Required work:
**A.** Name every person and every company that appears by name in the court opinion excerpt.
**B.** Reproduce the court opinion excerpt word for word, everything from "Out of the presence" down to "Argent's underwriting policies.".

Out of the presence of the jury, during a break in Carnes's testimony on cross, the court reiterated: "the defendants are required to show that Ameriquest's lending practices were the same as Argent's lending practices before going into . . . Ameriquest's lending practices . . . ." The court offered to hold an Evidence Code section 402 hearing, but Valverde's trial counsel declined. "[I]n light of Ms. Carnes' answer, she doesn't know anything about Ameriquest's lending practices, it would be a pointless exercise." On redirect, Carnes reaffirmed that Argent relied on the documentation submitted by the brokers. She also confirmed that she was familiar with Argent's underwriting policies.
2. Analysis
Defendants argue that the trial court's discovery ruling and its evidentiary ruling violated their rights to due process and "to present a defense." They claim that the information sought by the discovery motion and excluded by the court's ruling on the prosecution's motion would have shown an "industry practice" of "making loans to unqualified borrowers," which would have rebutted evidence that the lenders in this case relied on defendants' misrepresentations, an element of the grand theft counts, and would have supported an assertion that defendants lacked the specific intent to steal because it could be inferred that they were aware of this "industry practice." They maintain that the court's orders precluded the presentation of evidence about "the prevalence of lending to unqualified borrowers" and "evidence that Ameriquest had been accused by many states of inflating income to qualify borrower's [sic] for loans and had paid $320 million to settle that lawsuit." We find no merit in these contentions for the simple reason that the information sought by the discovery motion and the evidence excluded by the trial court was not relevant or material to any of the issues before the jury.

Data shown:

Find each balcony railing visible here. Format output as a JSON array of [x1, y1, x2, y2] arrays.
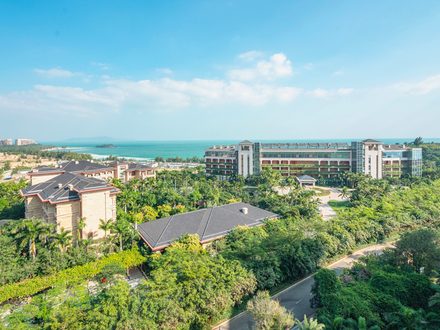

Solutions per task:
**A.** Carnes, Ameriquest, Argent, Valverde

**B.**
Out of the presence of the jury, during a break in Carnes's testimony on cross, the court reiterated: "the defendants are required to show that Ameriquest's lending practices were the same as Argent's lending practices before going into . . . Ameriquest's lending practices . . . ." The court offered to hold an Evidence Code section 402 hearing, but Valverde's trial counsel declined. "[I]n light of Ms. Carnes' answer, she doesn't know anything about Ameriquest's lending practices, it would be a pointless exercise." On redirect, Carnes reaffirmed that Argent relied on the documentation submitted by the brokers. She also confirmed that she was familiar with Argent's underwriting policies.